*Исходный фрагмент*.
_ _ _ _

Княгине Волконской, прежде чем последовать за мужем в Сибирь, пришлось решить пред не пускавшим ее отцом тот же вопрос, который в своей поэме ставит Марии Мазепа:
– Скажи, отец или супруг тебе дороже?[25]
И обе одинаково решили его в пользу супруга. Мария, услышав признание своего избранника, радуется его могуществу:
– О, милый мой, ты будешь Царь земли родной! Твоим сединам как пристанет корона царская! О, знаю я: трон ждет тебя![26]
Но это не радость честолюбия. Это – радость верной супруги, которая, в случае неудачи пойдет с супругом на плаху.
Останавливаясь перед портретами пушкинских героинь, конечно, нельзя пройти мимо той, к которой поэт всегда обращался с трогательной нежностью, воспоминания Пушкина о которой проникнуты сыновней любовью. Няня Арина Родионовна – первая наставница его в родном языке, близкий друг и утешительница в тяжкие минуты изгнания и одиночества. Как много говорит сердцам нашим этот образ милой верной няни, сколько сожалений вызывает мысль о том, что у наших детей не будет теплых воспоминаний, связанных с ныне ушедшим типом старой русской няни.

_ _ _ _

Напишите продолжение фрагмента о пушкинских героинях, начиная сразу после его последнего предложения.

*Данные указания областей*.
_ _ _ _

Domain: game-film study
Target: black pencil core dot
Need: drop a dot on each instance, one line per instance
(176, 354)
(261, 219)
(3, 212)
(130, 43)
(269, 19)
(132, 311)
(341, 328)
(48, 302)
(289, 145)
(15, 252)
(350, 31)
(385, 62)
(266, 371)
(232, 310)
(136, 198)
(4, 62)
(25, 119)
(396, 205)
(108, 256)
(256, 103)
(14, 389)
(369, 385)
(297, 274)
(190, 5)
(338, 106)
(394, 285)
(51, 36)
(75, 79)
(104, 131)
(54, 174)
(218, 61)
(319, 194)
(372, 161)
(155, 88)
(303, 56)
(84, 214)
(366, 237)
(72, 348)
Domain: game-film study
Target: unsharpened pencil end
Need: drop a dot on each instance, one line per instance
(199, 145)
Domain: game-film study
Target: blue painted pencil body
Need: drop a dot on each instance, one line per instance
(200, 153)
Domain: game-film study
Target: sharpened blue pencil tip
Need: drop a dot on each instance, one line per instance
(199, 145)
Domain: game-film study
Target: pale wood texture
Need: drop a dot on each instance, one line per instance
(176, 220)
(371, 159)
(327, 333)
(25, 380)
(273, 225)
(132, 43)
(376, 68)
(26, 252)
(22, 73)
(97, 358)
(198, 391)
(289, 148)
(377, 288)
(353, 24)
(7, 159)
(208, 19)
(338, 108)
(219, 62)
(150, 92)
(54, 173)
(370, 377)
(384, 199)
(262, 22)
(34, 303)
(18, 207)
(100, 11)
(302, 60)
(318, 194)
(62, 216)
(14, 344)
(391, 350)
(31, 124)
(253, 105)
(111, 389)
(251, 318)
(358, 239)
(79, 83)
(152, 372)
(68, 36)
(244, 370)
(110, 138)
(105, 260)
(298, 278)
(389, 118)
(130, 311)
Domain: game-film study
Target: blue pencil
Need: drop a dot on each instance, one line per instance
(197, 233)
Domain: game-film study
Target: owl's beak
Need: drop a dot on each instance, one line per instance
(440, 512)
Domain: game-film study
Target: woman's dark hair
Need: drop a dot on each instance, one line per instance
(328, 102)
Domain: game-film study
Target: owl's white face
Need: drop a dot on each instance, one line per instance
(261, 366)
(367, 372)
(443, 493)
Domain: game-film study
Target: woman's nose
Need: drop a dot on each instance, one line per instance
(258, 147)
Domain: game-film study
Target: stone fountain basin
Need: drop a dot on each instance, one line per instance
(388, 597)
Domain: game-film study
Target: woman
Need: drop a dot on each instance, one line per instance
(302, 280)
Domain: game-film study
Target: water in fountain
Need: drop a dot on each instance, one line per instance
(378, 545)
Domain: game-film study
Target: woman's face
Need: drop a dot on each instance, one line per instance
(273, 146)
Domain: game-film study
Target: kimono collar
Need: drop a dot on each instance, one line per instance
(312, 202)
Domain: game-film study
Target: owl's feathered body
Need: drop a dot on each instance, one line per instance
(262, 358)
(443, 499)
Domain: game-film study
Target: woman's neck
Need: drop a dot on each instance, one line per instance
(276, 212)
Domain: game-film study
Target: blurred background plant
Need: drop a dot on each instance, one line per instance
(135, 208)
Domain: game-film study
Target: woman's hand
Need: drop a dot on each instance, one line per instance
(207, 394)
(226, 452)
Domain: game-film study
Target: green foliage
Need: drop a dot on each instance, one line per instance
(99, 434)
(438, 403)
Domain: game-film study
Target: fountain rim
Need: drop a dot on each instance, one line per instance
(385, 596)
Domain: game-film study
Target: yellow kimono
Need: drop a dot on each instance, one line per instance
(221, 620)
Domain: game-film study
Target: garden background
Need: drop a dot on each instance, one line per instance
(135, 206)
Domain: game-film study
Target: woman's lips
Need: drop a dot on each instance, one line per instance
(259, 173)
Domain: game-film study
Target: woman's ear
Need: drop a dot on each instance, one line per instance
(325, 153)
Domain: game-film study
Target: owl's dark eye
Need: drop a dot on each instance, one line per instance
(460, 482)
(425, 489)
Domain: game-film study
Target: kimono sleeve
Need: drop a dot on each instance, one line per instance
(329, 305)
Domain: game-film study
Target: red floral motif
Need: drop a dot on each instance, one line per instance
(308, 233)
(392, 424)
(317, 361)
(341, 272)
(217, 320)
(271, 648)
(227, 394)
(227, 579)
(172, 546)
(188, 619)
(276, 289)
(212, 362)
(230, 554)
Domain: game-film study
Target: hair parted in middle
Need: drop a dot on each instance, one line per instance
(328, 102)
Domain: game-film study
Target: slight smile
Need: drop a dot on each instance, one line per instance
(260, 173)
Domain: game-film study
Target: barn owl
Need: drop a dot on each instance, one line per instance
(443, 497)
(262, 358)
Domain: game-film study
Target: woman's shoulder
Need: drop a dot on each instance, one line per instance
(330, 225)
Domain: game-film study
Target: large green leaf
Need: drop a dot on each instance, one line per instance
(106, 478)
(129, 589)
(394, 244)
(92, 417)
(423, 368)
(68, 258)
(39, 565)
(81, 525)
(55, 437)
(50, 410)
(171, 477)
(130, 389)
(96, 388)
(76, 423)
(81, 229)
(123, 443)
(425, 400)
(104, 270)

_ _ _ _

*Ответ*.
На вопрос, что видел, вернее, что хотел видеть, за что любил женщину Пушкин, и с каким чувством к ней приближался, мы находим ответ в любовной лирике. Наиболее ярко это отношение выражено в прелестном стихотворении «Буря»:
– Прекрасно море в бурной мгле, и небо в блесках без лазури; но верь мне; дева на скале прекрасней волн, небес и бури.[27]
Его влечение к женщине чисто и прекрасно, и он погружается в мечтанье, «когда нечаянно пройдет передо мной младое, чистое, небесное создание», и хочется ему, любуясь девой, «благословлять ее на радость и на счастье и сердцем ей желать все блага жизни сей».[28]
Пушкин, любивший всегда и любивший пылко, постоянно ассоциирует любовь с представлением «возвышенная, чистая, небесная», и не может не взирать на красоту без умиления, без робкой нежности и тайного волнения, внушаемых ему всегда женской любовью. Любовь для поэта – такая же высшая сила, как и природа; появление и исчезновение ее совершается вне всяких усилий человеческой воли и чуждо логической закономерности. Таким мгновенно вспыхнувшим чувством, охватившим все существо Пушкина, была любовь его к А. П. Керн, явившейся перед ним, «как мимолетное виденье, как гений чистой красоты».[29] Столь же горячо и глубоко чувство любви Пушкина выливается в стихотворениях, посвященных Амалии Ризнич, которую он любил «пламенной душой, с таким тяжелым напряжением, с такою нежною томительной тоской, с таким безумством и мучением».[30]
Но годы унесли «голос нежный и милые черты» Керн, также внезапно исчезла страсть к Ризнич, и поэт сам поражен, что услышав весть о смерти любимой женщины, он «равнодушно ей внимал».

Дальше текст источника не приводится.